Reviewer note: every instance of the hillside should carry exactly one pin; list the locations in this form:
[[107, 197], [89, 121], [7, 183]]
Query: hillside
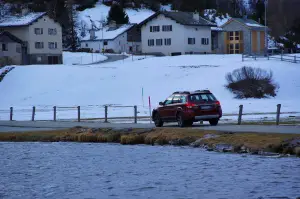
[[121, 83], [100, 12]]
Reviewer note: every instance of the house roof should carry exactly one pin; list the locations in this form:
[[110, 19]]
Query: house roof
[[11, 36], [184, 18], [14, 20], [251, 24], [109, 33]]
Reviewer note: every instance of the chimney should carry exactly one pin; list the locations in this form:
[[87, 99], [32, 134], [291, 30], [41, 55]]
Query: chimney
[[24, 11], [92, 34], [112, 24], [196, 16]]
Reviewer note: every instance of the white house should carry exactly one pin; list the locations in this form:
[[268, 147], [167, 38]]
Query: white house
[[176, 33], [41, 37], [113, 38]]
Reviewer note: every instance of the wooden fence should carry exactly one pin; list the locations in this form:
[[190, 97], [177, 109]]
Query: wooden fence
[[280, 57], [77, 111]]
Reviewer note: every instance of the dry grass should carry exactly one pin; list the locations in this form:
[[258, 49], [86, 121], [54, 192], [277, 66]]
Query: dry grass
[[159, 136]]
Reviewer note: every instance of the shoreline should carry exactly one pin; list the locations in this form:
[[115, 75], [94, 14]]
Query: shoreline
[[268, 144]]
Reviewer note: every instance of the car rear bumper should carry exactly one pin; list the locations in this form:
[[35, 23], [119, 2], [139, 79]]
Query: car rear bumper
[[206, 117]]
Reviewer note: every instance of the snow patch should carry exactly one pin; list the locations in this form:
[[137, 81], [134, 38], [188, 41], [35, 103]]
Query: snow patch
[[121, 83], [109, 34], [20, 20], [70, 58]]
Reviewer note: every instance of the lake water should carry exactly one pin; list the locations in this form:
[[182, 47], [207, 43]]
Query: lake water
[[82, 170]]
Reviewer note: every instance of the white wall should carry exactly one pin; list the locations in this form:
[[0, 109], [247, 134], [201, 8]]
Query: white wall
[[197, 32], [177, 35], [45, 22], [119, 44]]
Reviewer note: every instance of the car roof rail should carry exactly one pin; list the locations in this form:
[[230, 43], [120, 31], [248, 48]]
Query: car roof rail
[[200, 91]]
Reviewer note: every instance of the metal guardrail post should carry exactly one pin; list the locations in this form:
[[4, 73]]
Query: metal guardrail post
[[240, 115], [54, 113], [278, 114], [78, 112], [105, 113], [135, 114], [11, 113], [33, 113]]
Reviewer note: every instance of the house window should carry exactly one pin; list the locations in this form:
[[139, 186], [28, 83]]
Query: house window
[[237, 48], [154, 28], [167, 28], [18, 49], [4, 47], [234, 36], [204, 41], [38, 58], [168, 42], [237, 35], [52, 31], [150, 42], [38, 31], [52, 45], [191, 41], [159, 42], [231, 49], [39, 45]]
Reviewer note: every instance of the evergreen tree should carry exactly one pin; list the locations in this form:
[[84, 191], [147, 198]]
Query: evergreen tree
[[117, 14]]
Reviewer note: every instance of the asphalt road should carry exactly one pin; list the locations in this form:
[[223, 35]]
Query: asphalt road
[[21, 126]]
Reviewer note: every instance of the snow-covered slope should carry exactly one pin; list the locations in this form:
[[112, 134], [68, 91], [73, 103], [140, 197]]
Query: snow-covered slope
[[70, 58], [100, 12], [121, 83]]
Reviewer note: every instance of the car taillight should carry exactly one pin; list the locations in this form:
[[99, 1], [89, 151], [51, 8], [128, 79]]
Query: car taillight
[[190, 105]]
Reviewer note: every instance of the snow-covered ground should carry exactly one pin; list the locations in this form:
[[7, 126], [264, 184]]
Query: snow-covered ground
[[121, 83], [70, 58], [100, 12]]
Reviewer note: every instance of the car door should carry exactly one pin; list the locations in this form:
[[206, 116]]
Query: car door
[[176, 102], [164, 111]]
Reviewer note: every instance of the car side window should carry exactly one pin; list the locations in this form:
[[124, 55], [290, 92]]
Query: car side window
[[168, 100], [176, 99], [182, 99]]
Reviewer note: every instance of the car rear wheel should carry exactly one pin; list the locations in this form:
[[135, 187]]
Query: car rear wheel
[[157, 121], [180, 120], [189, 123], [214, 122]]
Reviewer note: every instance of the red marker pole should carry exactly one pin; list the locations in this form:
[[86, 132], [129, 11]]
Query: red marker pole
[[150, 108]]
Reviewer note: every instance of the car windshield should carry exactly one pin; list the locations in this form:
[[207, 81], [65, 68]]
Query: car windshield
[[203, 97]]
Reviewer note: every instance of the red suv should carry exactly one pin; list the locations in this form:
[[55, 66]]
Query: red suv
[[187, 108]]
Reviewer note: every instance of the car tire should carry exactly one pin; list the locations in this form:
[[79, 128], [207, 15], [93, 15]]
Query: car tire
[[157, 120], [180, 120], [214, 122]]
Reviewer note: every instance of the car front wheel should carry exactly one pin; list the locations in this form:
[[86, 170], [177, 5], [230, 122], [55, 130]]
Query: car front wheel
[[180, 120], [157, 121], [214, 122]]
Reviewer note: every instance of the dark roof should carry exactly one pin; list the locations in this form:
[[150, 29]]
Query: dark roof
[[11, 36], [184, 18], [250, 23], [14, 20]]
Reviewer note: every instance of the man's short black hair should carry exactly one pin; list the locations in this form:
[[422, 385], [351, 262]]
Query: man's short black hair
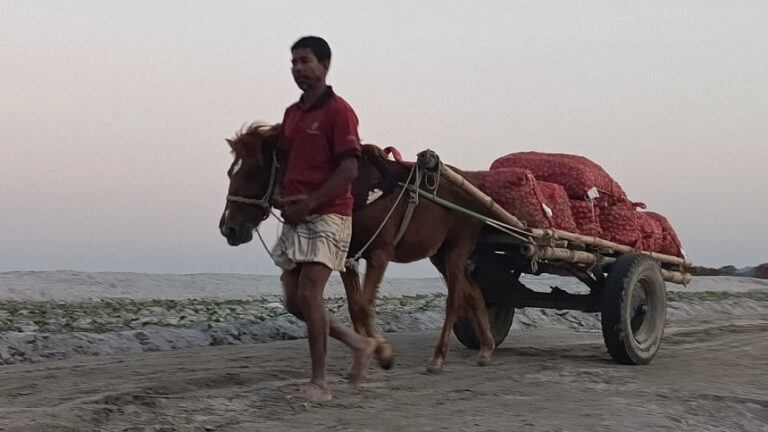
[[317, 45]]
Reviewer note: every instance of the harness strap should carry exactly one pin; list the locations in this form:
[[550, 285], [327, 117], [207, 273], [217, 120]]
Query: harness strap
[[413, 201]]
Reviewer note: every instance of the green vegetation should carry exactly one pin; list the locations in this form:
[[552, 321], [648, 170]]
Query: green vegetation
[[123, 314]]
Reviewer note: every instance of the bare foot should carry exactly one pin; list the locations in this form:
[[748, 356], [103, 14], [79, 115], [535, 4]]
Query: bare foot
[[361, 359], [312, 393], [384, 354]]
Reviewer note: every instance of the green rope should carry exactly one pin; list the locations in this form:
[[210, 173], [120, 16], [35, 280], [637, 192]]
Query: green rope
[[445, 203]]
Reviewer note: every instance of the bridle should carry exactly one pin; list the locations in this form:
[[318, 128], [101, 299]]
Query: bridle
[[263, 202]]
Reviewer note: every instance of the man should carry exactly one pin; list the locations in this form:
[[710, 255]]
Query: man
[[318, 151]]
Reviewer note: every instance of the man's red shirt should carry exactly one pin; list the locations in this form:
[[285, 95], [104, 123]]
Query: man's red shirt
* * * * *
(Task description):
Reproduce every one of the entries above word for word, omitting the pictures.

(Problem solution):
Reviewer note: every instance of the hillside should carry exactly one pin; list the locations in this form:
[[107, 197], [89, 121], [7, 183]]
Query: hillside
[[121, 83], [100, 12]]
Reviewer note: every instance of the house roof should carry exactly one pin; list the locations in this form:
[[110, 19]]
Query: house roof
[[11, 36], [184, 18], [14, 20], [251, 24], [109, 33]]
Reviewer note: every instance of the chimney should carry exactly one pin; list the locations in this form:
[[87, 99], [32, 134], [291, 30], [41, 55]]
Query: chimney
[[24, 11], [92, 34], [112, 24], [196, 16]]
Reviewer note: every instance of the white house should carry exactly one pin; list the locations in this form:
[[268, 147], [167, 38]]
Query: white house
[[176, 33], [41, 37], [113, 38]]
Reviewer note: every instance of the wooden fence should carry exactly one pin; list the locations in this form:
[[190, 97], [177, 109]]
Query: wooden fence
[[280, 57], [77, 111]]
Reviewer note: every instance of the dry grass should carry exactly one pin; list the locations in this form:
[[258, 49], [86, 121], [54, 192], [277, 66]]
Query: dry grass
[[159, 136]]
Reviewer note: every instance of the shoreline should carry exactly one pin; list the locations in this form:
[[115, 75], [94, 14]]
Query: shoreline
[[268, 144]]
Reviewer note: every instance of the car rear bumper should carry exactly one pin; list the locations in this form:
[[35, 23], [119, 2], [139, 79]]
Query: car rear bumper
[[206, 117]]
Reviewer note: every instance of the snow patch should carry exactly one pin; list the locations in this form:
[[137, 81], [134, 38], [188, 41], [35, 103]]
Query: snow patch
[[121, 83], [109, 34], [20, 20], [70, 58]]
Reviewer note: every instance of the lake water should carry exactly one pin; list the locations in this form:
[[182, 47], [207, 43]]
Query: lake water
[[82, 170]]
Reviewer note: every instance of the white wall should carry exactly one pin; list the locations in this form:
[[0, 109], [247, 134], [201, 8]]
Query: white wall
[[197, 32], [177, 35], [45, 22], [119, 44]]
Reviewer note: every instance of the car roof rail should carry exactly one pin; list the locations in this form:
[[230, 43], [120, 31], [248, 48]]
Query: car roof rail
[[200, 91]]
Reviewer note: every instance of the metal guardrail post should carry exactly one pin; list the locations in this form:
[[4, 73]]
Query: metal guardrail post
[[240, 115], [54, 113], [278, 114], [78, 112], [105, 113], [135, 114], [11, 113], [33, 113]]
Reviewer note: every instance of the house window should carry exactly one pin; list the locations in this form:
[[139, 186], [28, 83]]
Query: house window
[[237, 48], [154, 28], [167, 28], [18, 49], [4, 47], [234, 36], [204, 41], [38, 58], [168, 42], [237, 35], [52, 31], [150, 42], [38, 31], [52, 45], [191, 41], [159, 42], [231, 49], [39, 45]]
Reviewer note: every instance of the evergreen tree should carry exactly one pin; list the locations in this form:
[[84, 191], [147, 198]]
Query: evergreen tree
[[117, 14]]
Reviewer note: every instance of the asphalt road should carry exactly one pin; list the locations in this form:
[[223, 35]]
Query: asphalt road
[[21, 126]]
Reviewer note: every instance of the snow-covered slope should carry exactly one pin; list the locations in this form:
[[112, 134], [68, 91], [73, 103], [140, 197]]
Query: snow-covered slope
[[70, 58], [100, 12], [121, 83]]
Reviewer note: every instance of the car taillight should carry exactly one pin; list the locations in this form:
[[99, 1], [89, 151], [51, 8], [128, 79]]
Query: car taillight
[[190, 105]]
Reviewer note: every instance of the snow-covered ground should carry exactly one pin; list the locations in this form:
[[7, 126], [264, 184]]
Query: snow-covered ground
[[121, 83], [70, 58], [100, 12]]
Reviewer note: every instance of the car door should carry exactly one pin; list the locations in this form:
[[206, 116]]
Query: car door
[[176, 102], [164, 111]]
Reviewer note: every instance of the car side window should carry exactly one pin; list the locations in this form:
[[124, 55], [290, 92]]
Query: car side window
[[168, 100], [176, 99], [182, 99]]
Reviewer note: every instance of the car rear wheel should carry exactly one pin; list the locations in this form:
[[135, 187]]
Query: car rear wheel
[[157, 121], [180, 120], [189, 123], [214, 122]]
Reviewer note: every instance of the red marker pole should carry exactly one pin; list the locations in this form:
[[86, 132], [129, 11]]
Query: red marker pole
[[150, 108]]
Reviewer note: every instance of the car windshield should carry exactly one pin; list the locations in this form:
[[207, 81], [65, 68]]
Query: car windshield
[[203, 97]]
Reviewer note: every instance of the red suv should carry exactly one pin; list the locations in this form:
[[55, 66]]
Query: red suv
[[187, 108]]
Reviewer note: every instance of the car tire should carry exactly one pin; list the locations in this form:
[[79, 128], [207, 15], [93, 15]]
Query: car tire
[[157, 120], [180, 120], [214, 122]]
Reviewer note: every instance of the car front wheel should carry exactly one pin; list the locations in this form:
[[86, 170], [177, 5], [230, 122], [55, 130]]
Query: car front wheel
[[180, 120], [157, 121], [214, 122]]
Reviewer note: every instance of the dark roof should carry exactly one pin; list the locations in this form:
[[150, 29]]
Query: dark roof
[[11, 36], [184, 18], [250, 23], [14, 20]]
Reviewer note: every instance of the man's short black hair should carry exactly one pin; list the locations in this form:
[[422, 385], [351, 262]]
Query: man's short black hair
[[317, 45]]
Reviewer note: every instance of the harness strap should carry exactly one pin; list the locations in this form:
[[550, 285], [327, 117], [207, 273], [217, 120]]
Query: harness strap
[[413, 201]]
Reviewer note: every instance of the green vegetation should carry exactly one pin; list the locations in this form:
[[552, 321], [648, 170]]
Query: green vegetation
[[123, 314]]
Reviewer note: every instance of the bare foot should carry exactly one pin; list the locations in this form:
[[748, 356], [103, 14], [79, 115], [535, 4]]
Query: bare foot
[[361, 359], [312, 393], [384, 354]]
Reviewer note: every instance of the green rope should carry exactly one pin; list the locations in this form:
[[210, 173], [120, 16], [35, 280], [637, 192]]
Query: green rope
[[445, 203]]
Reviewer note: every instance of the bridle should carry exactly one pin; list the locations in this form:
[[318, 128], [101, 299]]
Query: bridle
[[263, 202]]
Reviewer note: every instance of the man should carry exactly one pin; list the locations in this form:
[[710, 255]]
Query: man
[[318, 151]]
Reviewer note: every instance of the man's red shirt should carry exactly one pin; list the locations in this form:
[[285, 95], [104, 123]]
Query: man's red shirt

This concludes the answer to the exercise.